- Work to be completed
All the data should be printed again exactly as written.

Data: Begin

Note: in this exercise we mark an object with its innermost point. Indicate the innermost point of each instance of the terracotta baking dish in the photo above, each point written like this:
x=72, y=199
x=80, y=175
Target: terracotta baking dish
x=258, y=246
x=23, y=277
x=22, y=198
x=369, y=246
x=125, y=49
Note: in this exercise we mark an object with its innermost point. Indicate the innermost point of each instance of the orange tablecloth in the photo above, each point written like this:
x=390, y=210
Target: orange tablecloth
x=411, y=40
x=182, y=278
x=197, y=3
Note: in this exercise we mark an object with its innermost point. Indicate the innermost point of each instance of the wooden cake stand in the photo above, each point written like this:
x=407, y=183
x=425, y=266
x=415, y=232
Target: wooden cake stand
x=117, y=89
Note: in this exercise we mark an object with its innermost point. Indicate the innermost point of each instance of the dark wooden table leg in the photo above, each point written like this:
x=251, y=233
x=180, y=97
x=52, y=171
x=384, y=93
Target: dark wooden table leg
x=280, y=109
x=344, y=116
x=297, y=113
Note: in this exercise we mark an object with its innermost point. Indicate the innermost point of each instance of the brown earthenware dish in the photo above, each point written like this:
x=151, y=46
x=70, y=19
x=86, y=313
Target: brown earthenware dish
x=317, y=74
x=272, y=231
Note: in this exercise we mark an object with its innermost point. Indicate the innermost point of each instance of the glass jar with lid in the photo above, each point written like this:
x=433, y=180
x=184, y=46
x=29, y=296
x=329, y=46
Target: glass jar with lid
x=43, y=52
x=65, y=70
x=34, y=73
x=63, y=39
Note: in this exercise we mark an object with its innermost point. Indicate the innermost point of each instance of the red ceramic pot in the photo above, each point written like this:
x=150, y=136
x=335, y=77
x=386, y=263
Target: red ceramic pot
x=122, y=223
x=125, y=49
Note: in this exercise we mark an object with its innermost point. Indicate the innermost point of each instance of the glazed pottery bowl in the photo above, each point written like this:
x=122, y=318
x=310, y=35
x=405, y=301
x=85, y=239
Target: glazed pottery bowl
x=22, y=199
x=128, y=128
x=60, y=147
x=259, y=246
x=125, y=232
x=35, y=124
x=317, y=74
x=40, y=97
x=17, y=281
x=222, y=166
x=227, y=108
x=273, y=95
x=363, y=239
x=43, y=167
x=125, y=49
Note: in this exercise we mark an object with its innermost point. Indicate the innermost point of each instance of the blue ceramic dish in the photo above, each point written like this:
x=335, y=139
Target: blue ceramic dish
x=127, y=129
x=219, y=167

Data: End

- Result
Note: in this exercise we mark an object with its innermost point. Indicate the innermost point of each instance of the terracotta baking dish in the photo above, each point written like this:
x=72, y=199
x=80, y=175
Target: terracotta baking dish
x=258, y=246
x=23, y=277
x=22, y=198
x=369, y=246
x=125, y=49
Note: in this exercise we mark an object with its innermost point. Indicate the innermost point of each instance of the orange tablecloth in the photo above, each point written like this:
x=390, y=210
Target: orange tablecloth
x=411, y=40
x=182, y=278
x=197, y=3
Note: in this exercise we mark an object with its innermost point. Indicate the innermost point of each instance of the wooden cake stand in the photo above, each point written like this:
x=407, y=183
x=425, y=266
x=415, y=232
Target: wooden cake stand
x=117, y=89
Note: in this exercise we mark an object with its innermost point. Indicate the innermost point of each instance of the dark wooden table leg in the photo above, each point written like this:
x=251, y=233
x=180, y=97
x=52, y=171
x=384, y=93
Target: dark wooden table leg
x=280, y=109
x=344, y=116
x=297, y=113
Note: in this exercise we mark an object with its innermost point. Indicate the innermost point of each instance of the brown earthenware dish in the photo above, each point written like this:
x=151, y=46
x=70, y=19
x=86, y=313
Target: brown earthenware dish
x=317, y=74
x=272, y=231
Note: in this exercise we mark an object with its innermost point. Indicate the innermost point of each instance of the glass jar with lid in the photo above, each point written like this:
x=433, y=180
x=184, y=46
x=29, y=296
x=329, y=46
Target: glass jar with lid
x=43, y=52
x=65, y=70
x=34, y=73
x=63, y=39
Note: in this exercise we mark an object with its innermost point. Indicate the innermost point of each instance of the red ceramic pot in the photo above, each point written like this:
x=150, y=136
x=335, y=77
x=386, y=263
Target: red ceramic pot
x=122, y=223
x=125, y=49
Note: in this exercise we mark an object with its innermost point. Indicate the innermost point of each instance of the glazed pottery bowl in the photo above, each point written like this:
x=122, y=318
x=310, y=35
x=405, y=301
x=85, y=239
Target: glazed pottery bowl
x=22, y=199
x=128, y=128
x=60, y=147
x=259, y=246
x=125, y=232
x=35, y=124
x=317, y=74
x=40, y=97
x=17, y=281
x=222, y=166
x=227, y=108
x=273, y=95
x=363, y=239
x=43, y=167
x=125, y=49
Note: in this exercise we mark an object with its innermost point. Indicate the innermost point of each instance of the blue ceramic dish in the photo above, each point written like this:
x=335, y=139
Target: blue ceramic dish
x=127, y=129
x=219, y=167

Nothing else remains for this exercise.